Retype every record exactly. Leave the pictures out.

Extracted information -
== == ==
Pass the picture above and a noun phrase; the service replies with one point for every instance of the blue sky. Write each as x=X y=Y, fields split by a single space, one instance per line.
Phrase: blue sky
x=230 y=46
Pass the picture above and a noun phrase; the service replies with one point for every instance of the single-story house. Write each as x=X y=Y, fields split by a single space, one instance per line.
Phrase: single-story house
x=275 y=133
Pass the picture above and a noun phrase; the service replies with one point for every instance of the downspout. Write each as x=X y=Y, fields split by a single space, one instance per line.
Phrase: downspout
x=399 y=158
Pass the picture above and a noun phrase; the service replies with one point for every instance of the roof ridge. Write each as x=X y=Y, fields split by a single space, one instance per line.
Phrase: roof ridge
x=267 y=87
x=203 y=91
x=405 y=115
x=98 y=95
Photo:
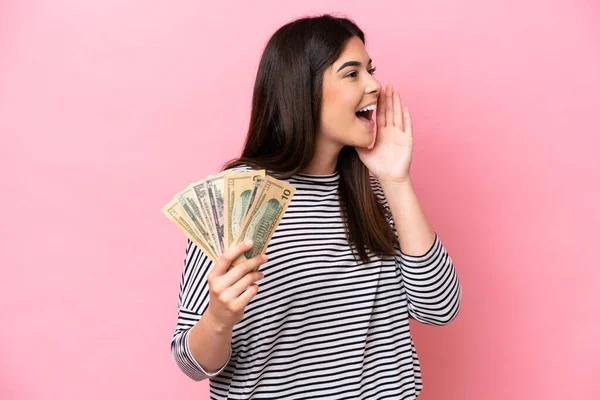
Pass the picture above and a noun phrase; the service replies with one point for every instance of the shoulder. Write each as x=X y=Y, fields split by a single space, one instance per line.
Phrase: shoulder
x=239 y=168
x=377 y=189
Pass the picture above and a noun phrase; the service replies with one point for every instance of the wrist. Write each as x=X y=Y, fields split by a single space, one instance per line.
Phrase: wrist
x=215 y=324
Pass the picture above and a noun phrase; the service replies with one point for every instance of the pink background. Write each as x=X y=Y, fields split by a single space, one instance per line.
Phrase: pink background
x=108 y=108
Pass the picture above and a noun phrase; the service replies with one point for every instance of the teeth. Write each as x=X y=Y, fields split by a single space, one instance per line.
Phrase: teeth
x=371 y=107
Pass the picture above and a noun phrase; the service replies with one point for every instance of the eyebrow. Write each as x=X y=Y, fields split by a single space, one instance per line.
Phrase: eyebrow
x=352 y=64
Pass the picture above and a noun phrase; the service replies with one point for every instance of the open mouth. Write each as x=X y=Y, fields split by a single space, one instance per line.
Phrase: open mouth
x=365 y=115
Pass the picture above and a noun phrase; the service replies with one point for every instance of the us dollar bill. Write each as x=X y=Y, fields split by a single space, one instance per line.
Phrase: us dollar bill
x=215 y=188
x=188 y=200
x=205 y=212
x=264 y=216
x=177 y=214
x=240 y=191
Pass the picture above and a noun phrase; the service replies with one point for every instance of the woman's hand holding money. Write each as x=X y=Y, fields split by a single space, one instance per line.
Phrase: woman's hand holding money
x=232 y=289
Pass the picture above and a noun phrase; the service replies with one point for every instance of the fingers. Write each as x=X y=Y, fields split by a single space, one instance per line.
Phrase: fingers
x=240 y=286
x=225 y=260
x=241 y=270
x=389 y=106
x=380 y=111
x=398 y=111
x=407 y=121
x=242 y=301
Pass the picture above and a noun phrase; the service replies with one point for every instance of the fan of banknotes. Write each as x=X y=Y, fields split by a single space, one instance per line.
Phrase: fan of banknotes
x=228 y=208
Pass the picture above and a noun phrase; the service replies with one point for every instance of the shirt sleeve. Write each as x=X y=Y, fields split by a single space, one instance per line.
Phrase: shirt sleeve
x=193 y=301
x=431 y=281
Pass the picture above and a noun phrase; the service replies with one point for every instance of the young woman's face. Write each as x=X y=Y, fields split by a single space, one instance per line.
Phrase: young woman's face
x=347 y=89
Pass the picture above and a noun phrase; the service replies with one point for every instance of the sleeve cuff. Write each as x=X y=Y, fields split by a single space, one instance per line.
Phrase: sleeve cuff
x=427 y=253
x=196 y=363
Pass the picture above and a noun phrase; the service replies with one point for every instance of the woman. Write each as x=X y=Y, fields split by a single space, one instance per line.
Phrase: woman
x=353 y=257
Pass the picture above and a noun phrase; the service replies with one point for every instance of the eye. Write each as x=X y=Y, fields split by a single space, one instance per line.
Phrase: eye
x=353 y=73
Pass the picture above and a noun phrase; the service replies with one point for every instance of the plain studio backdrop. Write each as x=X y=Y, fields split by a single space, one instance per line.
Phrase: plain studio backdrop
x=109 y=108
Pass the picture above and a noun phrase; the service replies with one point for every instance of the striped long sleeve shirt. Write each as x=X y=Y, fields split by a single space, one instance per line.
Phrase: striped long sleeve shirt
x=322 y=325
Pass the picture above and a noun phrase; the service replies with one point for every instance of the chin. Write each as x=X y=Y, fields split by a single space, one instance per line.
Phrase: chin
x=364 y=140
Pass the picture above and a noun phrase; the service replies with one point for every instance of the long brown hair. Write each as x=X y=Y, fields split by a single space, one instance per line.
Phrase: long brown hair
x=285 y=116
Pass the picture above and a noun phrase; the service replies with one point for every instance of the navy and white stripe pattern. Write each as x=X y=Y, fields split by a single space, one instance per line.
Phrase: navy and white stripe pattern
x=322 y=324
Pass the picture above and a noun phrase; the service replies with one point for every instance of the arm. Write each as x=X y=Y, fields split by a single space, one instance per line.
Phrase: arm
x=201 y=348
x=430 y=279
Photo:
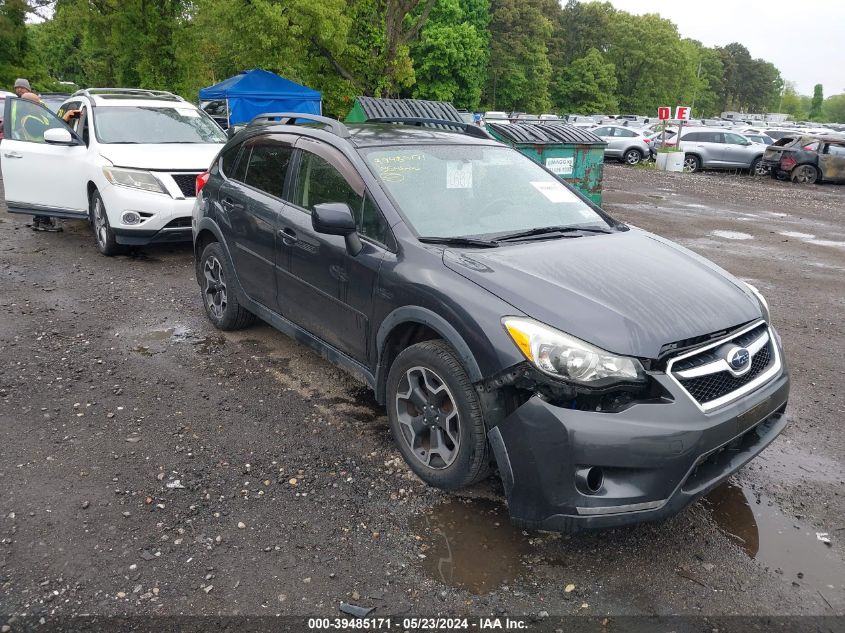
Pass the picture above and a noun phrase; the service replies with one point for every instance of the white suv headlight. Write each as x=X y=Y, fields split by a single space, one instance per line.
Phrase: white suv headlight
x=134 y=178
x=568 y=358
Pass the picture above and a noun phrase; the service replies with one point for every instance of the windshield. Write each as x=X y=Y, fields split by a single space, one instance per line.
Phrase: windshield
x=154 y=125
x=481 y=191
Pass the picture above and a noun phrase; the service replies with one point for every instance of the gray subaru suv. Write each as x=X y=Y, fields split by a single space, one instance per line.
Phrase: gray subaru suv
x=503 y=320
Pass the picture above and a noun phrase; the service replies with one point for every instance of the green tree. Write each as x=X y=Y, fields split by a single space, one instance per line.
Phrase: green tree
x=450 y=60
x=587 y=85
x=519 y=77
x=817 y=103
x=834 y=108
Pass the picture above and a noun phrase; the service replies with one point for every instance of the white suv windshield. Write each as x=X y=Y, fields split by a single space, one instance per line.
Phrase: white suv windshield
x=155 y=125
x=474 y=191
== == ==
Solution to the exercise -
Pass the picture above and a noun phrase; the service replies with one point for every instance of the blue sky. Write each as x=X y=Y, fields split by a single space, one instance per line.
Phrase: blue sky
x=230 y=46
Pass the picture above and a noun phrase; the service replies with one point for every instance of the single-story house. Write each as x=X y=Y, fields split by a single space, one instance per line.
Phrase: single-story house
x=275 y=133
Pass the picture above and a noun phrase; the service replies with one point for every instance of the downspout. Write each as x=X y=Y, fields split by a single space, one instance per line.
Phrase: downspout
x=399 y=158
Pass the picture above and a noun phrase; the service replies with one point for every instance of the roof ridge. Write each as x=X y=Y, fields split by a single space, one instance per line.
Phrase: roof ridge
x=267 y=87
x=203 y=91
x=405 y=115
x=98 y=95
Photo:
Pass the picture above and a noun phrase; the service replies with one point for every instance of the shoulder. Write each as x=X y=Y, fields split by a single space, one instance per line.
Phrase: shoulder
x=239 y=168
x=377 y=189
Pass the picture above and a noun phrase; the service replies with one point for every instance of the wrist. Write each as x=X y=Y, fields split by a single space, one instance per line.
Phrase: wrist
x=215 y=324
Pass the picture above and a noun phrase; the service replies with one point for every instance of the pink background. Write each as x=X y=Y, fields split by a single space, one instance per line.
Phrase: pink background
x=108 y=108
Pass the picture above and a noun phrase; the service replies with one point for every instance of the teeth. Write each as x=X y=Y, fields split by a single space, one instance per line.
Phrase: teeth
x=371 y=107
Pass the picture above and a noun phrase; the service replies with one point for every instance of the eyebrow. Write each as x=X y=Y, fields split by a single space, one instance per line.
Phrase: eyebrow
x=352 y=64
Pass the picture above and a noun phrase; the service replies with one point for every instance of the open mouth. Write each as x=X y=Y, fields split by a single space, one instance per line.
Phrase: open mouth
x=365 y=115
Pass the picture above and a noun phrase; the service replies with one point for every instance of the us dollar bill. Write each as x=X y=Y, fields split by a single space, one instance per line.
Phrase: us dollar bill
x=215 y=188
x=188 y=200
x=205 y=212
x=264 y=216
x=177 y=214
x=240 y=191
Pass the picture above and a noun phrase; the service replies with one point for every instance of the woman's hand holding money. Write each as x=X y=Y, fields split by a single space, one instance per line.
Phrase: woman's hand holding money
x=232 y=289
Pass the picture above and a noun phrase; the service replies with one point for every instance of the fingers. Write each as x=X y=Y, fields split by a single space, one instance per line.
Phrase: fingers
x=240 y=286
x=225 y=260
x=241 y=270
x=389 y=106
x=380 y=111
x=398 y=111
x=407 y=121
x=242 y=301
Pass the picture above and a noun phrase; the service replies with one point for every instance of the fan of banknotes. Write each as x=X y=Y, fields split by a single space, one instance per line.
Phrase: fan of banknotes
x=228 y=208
Pass the picture above and a noun phrase; the service replies with one point for every instance of the shirt sleeve. Write each as x=X y=Y, fields split by a single space, one instance per line.
Phrase: shirt sleeve
x=193 y=301
x=431 y=281
Pass the picture above and a noun phrase; the service replies with one point for every instance of the young woman's face. Write each as x=X y=Y, fields split by a single space, one instance per line.
Phrase: young woman's face
x=347 y=89
Pass the picture above and a noun phrase; the service replies with one point for every instance of the sleeve cuff. Write each as x=X y=Y, fields split by a single space, one instance per line.
Phrase: sleeve cuff
x=427 y=253
x=196 y=363
Pass the picture above and a noun phrase; the service replies with one point for every instance of the woman. Write each as x=X y=Y, fields split by a single space, one instance per line.
Phrase: woman
x=353 y=257
Pass the picture above and a noun phrase; the service replies with one point for every instance of the eye. Write each as x=X y=Y, fields split by a single space, one instance per line.
Phrase: eye
x=353 y=73
Pass the picture above and a noun phrase; the service replies with one point for every instance of the plain studio backdrop. Write each as x=X y=Y, fields split by a single space, one instance per line.
Phrase: plain studio backdrop
x=109 y=108
Pass the picture above and a noun phrase; the service replies with one point for every instance of the striped long sleeve shirt. Write each as x=X y=Y, fields split by a single space, one instance per line.
Phrase: striped long sleeve shirt
x=322 y=325
Pass the picture above and a noun phrase; the service replies with one point for every instance of the chin. Write each as x=X y=Y, fields split by a single space, one instance per line.
Phrase: chin
x=364 y=140
Pass the picture above and a noun phrase; the service replies with one point for every instance of the long brown hair. Write each as x=X y=Y, fields split by a single space, one instance per line.
Phrase: long brown hair
x=285 y=116
Pass the picture above and a noun phrase; the service replies with one point for every instance of the navy and white stripe pattern. Write each as x=X y=Y, fields split by a single space, one instance per line.
Phrase: navy and white stripe pattern
x=322 y=324
Pass the picture above and a noun phrase; the service replies with one point for every instance of the arm. Write each as x=X y=Y, fields split by a single space, one instance per line.
Phrase: arm
x=201 y=348
x=430 y=279
Photo:
Pass the picture above and a noun phrase; the service replies with one point for every instance of the white suv headlight. Write each as x=X y=Y, fields split by a single space, one instance per line.
Phrase: white suv headlight
x=134 y=178
x=568 y=358
Pass the picture above and a noun phrase; the service replies with one point for every instance of the windshield. Write each as x=X y=Y, fields split by a single space, one instance per line.
Phrase: windshield
x=154 y=125
x=481 y=191
Pass the picture above and a noun phrase; the service replies with one point for every instance of the gray subaru suv. Write each as x=X y=Y, fields split by a single space, one instance per line.
Phrase: gray subaru suv
x=503 y=320
Pass the picture above and a noun phrase; the service replies with one point for every instance of the green tree. Write each as x=X y=Y, fields split by a single space, one instance per line.
Phrase: green tree
x=450 y=60
x=587 y=85
x=519 y=77
x=817 y=103
x=834 y=108
Pass the picture above and a noun phrase; the service replies with one point for every instance of the white suv windshield. Write each as x=X y=Y, fields split by a single space, one instance per line.
Phrase: white suv windshield
x=155 y=125
x=474 y=191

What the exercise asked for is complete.